Task instructions.
Copy each line below holding "head".
[Start of Attachment]
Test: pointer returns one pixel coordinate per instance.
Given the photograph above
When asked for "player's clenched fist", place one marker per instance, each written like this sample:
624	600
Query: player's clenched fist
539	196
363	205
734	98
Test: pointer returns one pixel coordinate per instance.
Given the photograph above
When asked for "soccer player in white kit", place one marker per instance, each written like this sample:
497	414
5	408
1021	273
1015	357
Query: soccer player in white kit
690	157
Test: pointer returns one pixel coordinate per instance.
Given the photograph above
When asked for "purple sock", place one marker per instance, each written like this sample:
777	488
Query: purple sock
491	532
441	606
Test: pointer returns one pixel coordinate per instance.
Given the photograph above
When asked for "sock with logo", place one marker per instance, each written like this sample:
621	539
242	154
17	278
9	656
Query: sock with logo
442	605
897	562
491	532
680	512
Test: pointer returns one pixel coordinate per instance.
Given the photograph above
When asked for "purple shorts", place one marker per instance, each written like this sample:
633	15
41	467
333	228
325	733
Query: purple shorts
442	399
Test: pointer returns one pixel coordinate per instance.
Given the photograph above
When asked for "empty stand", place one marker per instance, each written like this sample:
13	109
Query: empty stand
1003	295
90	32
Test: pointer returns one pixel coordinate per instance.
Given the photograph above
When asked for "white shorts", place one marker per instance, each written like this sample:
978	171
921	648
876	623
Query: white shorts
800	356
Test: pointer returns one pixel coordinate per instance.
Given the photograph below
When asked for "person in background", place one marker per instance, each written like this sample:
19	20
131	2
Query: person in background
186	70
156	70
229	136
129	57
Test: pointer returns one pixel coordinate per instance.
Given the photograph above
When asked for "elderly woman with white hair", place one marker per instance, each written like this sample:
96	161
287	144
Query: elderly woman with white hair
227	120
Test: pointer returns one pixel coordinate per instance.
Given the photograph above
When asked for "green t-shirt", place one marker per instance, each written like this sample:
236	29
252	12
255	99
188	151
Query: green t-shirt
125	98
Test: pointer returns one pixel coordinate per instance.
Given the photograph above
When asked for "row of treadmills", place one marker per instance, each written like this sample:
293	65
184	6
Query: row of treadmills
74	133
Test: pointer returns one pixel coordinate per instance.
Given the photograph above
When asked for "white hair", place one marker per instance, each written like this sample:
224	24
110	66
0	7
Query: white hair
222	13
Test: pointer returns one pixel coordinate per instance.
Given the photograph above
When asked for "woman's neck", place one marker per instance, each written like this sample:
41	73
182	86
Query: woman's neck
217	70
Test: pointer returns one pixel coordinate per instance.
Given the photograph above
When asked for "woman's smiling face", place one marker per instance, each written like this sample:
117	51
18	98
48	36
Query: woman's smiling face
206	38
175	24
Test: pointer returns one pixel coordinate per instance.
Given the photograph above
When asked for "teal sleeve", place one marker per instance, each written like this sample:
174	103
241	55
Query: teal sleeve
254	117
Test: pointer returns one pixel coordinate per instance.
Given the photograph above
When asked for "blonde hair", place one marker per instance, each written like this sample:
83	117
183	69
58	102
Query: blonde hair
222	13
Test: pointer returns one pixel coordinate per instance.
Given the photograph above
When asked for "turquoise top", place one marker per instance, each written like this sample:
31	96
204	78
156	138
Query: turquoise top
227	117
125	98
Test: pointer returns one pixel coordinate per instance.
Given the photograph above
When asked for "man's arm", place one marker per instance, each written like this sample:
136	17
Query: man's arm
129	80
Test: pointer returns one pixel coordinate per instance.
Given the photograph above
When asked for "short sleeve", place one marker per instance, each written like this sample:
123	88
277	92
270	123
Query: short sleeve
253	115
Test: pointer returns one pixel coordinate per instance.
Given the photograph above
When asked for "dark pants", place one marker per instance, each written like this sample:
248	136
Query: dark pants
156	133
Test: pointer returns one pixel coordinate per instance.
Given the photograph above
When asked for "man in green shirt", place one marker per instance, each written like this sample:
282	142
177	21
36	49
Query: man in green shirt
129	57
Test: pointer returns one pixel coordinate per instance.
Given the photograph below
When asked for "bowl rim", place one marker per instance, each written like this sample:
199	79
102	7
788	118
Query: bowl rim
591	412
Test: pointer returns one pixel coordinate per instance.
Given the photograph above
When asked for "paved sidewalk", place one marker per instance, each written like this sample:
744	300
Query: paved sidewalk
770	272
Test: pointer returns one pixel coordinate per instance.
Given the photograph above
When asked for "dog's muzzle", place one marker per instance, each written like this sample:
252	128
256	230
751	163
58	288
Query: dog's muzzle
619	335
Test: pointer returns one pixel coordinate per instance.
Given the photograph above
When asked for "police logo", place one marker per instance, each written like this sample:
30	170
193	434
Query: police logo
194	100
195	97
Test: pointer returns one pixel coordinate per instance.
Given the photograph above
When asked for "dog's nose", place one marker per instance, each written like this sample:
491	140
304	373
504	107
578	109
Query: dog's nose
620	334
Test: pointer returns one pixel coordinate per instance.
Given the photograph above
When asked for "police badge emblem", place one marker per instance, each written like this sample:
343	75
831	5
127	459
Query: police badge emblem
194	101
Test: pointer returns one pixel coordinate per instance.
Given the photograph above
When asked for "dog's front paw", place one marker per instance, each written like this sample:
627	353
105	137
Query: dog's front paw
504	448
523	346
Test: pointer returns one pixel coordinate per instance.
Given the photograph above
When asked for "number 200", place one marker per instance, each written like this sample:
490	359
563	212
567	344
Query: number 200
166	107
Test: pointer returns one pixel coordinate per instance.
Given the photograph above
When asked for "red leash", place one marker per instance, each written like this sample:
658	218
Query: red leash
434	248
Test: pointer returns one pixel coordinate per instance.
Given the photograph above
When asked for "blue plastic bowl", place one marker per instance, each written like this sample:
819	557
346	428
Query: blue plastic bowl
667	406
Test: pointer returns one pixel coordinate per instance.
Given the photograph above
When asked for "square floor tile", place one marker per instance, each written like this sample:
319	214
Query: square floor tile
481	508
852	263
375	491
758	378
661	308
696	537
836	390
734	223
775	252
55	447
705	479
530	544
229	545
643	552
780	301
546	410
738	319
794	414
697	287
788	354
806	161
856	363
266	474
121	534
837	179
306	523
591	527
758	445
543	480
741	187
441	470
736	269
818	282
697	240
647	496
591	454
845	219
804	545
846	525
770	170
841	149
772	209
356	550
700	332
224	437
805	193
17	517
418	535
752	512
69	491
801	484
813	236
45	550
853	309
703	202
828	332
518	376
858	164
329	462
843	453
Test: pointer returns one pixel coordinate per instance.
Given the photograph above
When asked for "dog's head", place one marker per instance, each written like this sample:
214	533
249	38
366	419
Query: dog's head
[End of Attachment]
Solved exercise.
When asked for "dog's head", place one marker per instance, each written like this sample:
Query: dog's head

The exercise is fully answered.